**Available data**.

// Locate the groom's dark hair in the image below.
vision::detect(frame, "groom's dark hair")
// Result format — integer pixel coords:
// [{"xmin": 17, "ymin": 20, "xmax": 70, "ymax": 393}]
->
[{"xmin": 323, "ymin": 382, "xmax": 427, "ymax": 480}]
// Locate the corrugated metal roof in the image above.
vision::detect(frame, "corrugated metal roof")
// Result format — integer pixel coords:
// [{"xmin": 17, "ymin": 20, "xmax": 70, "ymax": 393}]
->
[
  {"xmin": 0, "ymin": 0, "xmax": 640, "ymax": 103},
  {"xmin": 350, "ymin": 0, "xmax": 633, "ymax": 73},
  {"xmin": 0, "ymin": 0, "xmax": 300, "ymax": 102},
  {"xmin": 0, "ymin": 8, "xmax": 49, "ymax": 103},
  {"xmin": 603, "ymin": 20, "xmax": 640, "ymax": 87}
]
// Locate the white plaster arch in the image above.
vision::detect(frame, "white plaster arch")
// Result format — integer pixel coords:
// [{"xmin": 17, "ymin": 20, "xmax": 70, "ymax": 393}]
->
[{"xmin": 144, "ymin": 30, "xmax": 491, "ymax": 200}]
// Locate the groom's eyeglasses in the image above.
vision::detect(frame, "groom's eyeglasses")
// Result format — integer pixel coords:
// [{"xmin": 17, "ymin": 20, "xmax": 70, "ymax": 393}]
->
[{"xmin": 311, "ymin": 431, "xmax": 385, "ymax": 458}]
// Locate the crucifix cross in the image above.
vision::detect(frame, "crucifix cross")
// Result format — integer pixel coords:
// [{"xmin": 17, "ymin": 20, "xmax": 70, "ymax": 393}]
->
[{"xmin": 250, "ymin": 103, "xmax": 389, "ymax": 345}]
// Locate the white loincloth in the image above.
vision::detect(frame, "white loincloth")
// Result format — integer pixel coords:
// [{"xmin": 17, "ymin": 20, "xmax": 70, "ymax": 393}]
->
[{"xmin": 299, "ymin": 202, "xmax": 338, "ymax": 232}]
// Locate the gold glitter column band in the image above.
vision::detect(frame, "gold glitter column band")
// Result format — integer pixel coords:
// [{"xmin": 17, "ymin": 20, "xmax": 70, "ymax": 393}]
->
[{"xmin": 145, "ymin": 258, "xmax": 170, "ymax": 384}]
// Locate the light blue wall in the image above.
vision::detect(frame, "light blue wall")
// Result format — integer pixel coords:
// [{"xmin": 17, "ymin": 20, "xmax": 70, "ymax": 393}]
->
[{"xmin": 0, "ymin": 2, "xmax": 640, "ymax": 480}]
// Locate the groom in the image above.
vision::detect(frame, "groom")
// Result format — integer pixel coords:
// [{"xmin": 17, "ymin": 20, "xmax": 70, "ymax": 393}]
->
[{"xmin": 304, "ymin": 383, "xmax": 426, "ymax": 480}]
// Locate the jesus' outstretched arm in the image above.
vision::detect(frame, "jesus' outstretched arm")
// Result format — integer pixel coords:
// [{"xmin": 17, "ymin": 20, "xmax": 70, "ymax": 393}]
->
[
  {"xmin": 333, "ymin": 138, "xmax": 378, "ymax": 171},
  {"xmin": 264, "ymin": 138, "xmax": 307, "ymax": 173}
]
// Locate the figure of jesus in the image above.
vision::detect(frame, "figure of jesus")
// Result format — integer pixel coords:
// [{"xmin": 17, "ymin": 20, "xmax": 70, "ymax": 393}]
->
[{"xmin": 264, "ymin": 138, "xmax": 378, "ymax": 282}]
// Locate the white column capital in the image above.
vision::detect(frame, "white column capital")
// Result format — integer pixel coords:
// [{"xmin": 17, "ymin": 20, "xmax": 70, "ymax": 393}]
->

**Requirements**. Repeat exactly the lines from the line containing "loincloth in the image above." through the last line of the records above, including both, and nothing else.

**Solution to this task**.
// Locate the white loincloth in the image above.
vision::detect(frame, "white loincloth")
// Result format — integer pixel coords:
// [{"xmin": 17, "ymin": 20, "xmax": 70, "ymax": 393}]
->
[{"xmin": 299, "ymin": 202, "xmax": 338, "ymax": 232}]
// Locate the gold glitter column band in the image above.
vision::detect(frame, "gold glitter column band")
// Result format — integer pixel coords:
// [{"xmin": 17, "ymin": 20, "xmax": 70, "ymax": 393}]
->
[{"xmin": 145, "ymin": 258, "xmax": 170, "ymax": 384}]
// Locate the light blue wall in the image above.
vision::detect(frame, "light blue wall")
// Result format — integer pixel coords:
// [{"xmin": 17, "ymin": 20, "xmax": 70, "ymax": 393}]
->
[{"xmin": 0, "ymin": 2, "xmax": 640, "ymax": 480}]
// Locate the groom in the image above.
vision::detect(frame, "groom")
// Result format — integer pixel coords:
// [{"xmin": 17, "ymin": 20, "xmax": 70, "ymax": 393}]
->
[{"xmin": 304, "ymin": 383, "xmax": 426, "ymax": 480}]
// Locate the jesus' outstretched arm in the image above.
vision::detect(frame, "jesus' outstretched arm")
// Result format — integer pixel coords:
// [{"xmin": 17, "ymin": 20, "xmax": 70, "ymax": 393}]
->
[
  {"xmin": 333, "ymin": 138, "xmax": 378, "ymax": 171},
  {"xmin": 264, "ymin": 138, "xmax": 307, "ymax": 173}
]
// Locate the figure of jesus in the image above.
vision::detect(frame, "figure of jesus")
// Result format — integer pixel coords:
// [{"xmin": 17, "ymin": 20, "xmax": 70, "ymax": 393}]
->
[{"xmin": 264, "ymin": 138, "xmax": 378, "ymax": 282}]
// Locate the white column capital in the image above.
vision::detect(frame, "white column capital")
// Result format — integer pixel coords:
// [{"xmin": 17, "ymin": 20, "xmax": 70, "ymax": 393}]
->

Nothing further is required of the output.